While reading through the material below, copy each line that holds the word "black".

-=-=-=-=-

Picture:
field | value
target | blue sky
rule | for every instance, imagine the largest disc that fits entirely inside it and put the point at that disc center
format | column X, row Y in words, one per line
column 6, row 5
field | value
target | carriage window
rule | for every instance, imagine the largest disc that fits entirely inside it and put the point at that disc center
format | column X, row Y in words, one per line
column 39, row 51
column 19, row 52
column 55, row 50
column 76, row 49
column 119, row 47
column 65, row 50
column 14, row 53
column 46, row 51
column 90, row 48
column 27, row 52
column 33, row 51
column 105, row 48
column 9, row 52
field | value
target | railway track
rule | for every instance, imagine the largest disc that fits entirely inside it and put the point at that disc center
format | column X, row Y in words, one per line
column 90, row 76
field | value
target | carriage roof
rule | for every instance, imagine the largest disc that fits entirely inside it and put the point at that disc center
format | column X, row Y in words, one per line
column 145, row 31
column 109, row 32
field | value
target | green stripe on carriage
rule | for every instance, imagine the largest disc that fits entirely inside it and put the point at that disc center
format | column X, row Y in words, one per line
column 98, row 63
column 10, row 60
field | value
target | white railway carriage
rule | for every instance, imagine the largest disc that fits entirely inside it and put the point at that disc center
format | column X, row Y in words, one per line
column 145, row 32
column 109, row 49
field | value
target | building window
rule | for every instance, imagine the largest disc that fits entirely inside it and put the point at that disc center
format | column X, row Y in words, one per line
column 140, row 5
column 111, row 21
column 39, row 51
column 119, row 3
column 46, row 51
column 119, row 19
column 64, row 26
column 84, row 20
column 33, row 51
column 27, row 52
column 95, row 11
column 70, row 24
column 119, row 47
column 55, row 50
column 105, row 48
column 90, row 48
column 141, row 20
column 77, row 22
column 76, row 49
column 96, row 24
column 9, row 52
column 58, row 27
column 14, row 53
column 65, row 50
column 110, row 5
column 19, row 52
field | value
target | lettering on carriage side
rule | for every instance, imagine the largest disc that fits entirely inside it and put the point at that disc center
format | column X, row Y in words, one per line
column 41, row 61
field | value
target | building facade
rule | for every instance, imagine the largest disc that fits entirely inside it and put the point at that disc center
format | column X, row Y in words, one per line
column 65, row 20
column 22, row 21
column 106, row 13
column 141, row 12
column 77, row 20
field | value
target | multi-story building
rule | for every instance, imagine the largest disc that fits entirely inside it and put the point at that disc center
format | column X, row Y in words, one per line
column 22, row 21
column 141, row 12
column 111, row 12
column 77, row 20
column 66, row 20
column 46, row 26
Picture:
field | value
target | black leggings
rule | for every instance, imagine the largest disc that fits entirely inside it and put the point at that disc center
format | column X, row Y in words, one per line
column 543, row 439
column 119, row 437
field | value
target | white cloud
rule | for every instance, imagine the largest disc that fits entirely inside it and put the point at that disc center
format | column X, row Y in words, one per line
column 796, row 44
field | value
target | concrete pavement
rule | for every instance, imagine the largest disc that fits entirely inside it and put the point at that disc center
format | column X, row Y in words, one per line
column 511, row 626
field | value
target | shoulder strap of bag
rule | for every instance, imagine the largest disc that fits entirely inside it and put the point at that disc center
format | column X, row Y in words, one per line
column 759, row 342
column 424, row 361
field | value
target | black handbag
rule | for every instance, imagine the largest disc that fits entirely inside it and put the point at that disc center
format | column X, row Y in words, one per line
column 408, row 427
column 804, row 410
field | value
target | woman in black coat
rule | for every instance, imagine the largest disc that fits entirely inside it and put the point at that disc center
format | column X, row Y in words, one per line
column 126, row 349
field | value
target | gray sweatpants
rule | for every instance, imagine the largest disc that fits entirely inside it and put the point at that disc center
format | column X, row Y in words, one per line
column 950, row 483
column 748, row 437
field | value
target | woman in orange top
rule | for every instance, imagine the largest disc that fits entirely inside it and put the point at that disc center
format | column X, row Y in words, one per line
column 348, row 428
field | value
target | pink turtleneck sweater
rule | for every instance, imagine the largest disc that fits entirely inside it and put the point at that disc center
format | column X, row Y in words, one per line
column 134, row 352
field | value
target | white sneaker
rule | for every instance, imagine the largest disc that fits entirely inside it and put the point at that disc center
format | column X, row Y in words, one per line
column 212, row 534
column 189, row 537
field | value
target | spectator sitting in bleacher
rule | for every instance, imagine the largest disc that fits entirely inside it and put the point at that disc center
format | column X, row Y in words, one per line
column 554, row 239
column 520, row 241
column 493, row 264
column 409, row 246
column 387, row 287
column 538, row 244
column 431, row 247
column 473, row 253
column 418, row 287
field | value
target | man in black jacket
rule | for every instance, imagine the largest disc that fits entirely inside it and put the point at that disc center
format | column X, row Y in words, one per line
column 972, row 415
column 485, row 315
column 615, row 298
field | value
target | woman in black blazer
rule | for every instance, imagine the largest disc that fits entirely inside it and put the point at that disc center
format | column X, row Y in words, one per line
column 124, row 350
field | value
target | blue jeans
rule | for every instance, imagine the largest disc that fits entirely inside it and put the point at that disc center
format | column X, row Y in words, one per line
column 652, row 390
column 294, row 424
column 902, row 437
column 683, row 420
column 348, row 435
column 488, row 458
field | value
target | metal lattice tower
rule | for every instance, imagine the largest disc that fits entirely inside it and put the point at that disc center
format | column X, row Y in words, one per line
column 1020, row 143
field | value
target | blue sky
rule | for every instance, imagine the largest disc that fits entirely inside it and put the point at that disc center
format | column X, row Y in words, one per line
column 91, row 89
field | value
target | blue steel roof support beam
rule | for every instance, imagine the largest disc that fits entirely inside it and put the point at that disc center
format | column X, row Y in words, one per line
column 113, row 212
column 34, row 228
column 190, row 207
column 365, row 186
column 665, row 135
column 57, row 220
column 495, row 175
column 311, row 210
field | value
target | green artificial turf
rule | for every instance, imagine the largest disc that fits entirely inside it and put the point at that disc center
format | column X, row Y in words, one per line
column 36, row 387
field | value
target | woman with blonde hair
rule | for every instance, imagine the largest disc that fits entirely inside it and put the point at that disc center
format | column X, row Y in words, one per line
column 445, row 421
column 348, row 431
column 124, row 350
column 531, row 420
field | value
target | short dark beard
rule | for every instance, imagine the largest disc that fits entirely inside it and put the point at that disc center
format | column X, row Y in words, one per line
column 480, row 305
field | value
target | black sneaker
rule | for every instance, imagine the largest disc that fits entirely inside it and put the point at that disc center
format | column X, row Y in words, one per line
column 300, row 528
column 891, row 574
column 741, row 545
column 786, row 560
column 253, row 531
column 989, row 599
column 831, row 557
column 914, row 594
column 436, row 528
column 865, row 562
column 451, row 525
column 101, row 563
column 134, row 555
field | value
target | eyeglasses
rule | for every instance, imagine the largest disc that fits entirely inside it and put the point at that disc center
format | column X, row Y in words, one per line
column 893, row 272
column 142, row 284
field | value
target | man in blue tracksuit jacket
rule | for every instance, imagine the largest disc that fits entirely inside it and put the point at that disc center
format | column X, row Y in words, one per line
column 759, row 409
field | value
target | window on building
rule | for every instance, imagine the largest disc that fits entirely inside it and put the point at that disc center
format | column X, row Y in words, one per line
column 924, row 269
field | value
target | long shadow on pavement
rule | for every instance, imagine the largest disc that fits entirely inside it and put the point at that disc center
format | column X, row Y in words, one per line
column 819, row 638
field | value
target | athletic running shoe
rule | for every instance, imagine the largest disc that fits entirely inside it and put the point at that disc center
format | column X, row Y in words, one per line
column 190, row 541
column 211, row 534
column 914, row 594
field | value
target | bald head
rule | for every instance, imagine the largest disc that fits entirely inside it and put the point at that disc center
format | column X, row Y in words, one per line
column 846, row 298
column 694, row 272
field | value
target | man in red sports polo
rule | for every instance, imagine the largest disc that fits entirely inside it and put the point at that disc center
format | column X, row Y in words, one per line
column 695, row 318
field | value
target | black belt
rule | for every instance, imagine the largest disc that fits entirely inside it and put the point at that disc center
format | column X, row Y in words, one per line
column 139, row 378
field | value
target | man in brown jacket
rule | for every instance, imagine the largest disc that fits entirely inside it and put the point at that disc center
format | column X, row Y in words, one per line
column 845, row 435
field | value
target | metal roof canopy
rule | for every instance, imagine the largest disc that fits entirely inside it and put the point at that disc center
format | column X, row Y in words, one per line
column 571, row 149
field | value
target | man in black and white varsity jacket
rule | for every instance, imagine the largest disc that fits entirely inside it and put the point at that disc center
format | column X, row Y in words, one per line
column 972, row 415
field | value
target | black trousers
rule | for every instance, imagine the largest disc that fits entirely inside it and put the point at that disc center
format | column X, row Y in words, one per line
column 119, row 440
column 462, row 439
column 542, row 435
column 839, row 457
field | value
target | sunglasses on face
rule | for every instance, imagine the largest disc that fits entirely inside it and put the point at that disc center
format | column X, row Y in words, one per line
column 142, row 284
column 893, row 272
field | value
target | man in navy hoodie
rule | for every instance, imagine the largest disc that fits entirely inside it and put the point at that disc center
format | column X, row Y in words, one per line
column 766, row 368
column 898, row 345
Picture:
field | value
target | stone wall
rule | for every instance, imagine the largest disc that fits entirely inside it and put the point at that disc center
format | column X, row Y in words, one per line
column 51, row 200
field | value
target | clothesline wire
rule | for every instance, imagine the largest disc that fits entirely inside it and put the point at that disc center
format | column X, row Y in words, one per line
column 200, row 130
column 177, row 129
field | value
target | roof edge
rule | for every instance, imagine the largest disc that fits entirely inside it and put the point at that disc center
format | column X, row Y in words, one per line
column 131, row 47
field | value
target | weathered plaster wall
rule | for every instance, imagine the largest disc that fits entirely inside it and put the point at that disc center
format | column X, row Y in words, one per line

-=-=-=-=-

Problem solution:
target | black leggings
target | black handbag
target | woman in black coat
target | man in black jacket
target | woman in black blazer
target | black sneaker
target | black belt
target | man in black and white varsity jacket
target | black trousers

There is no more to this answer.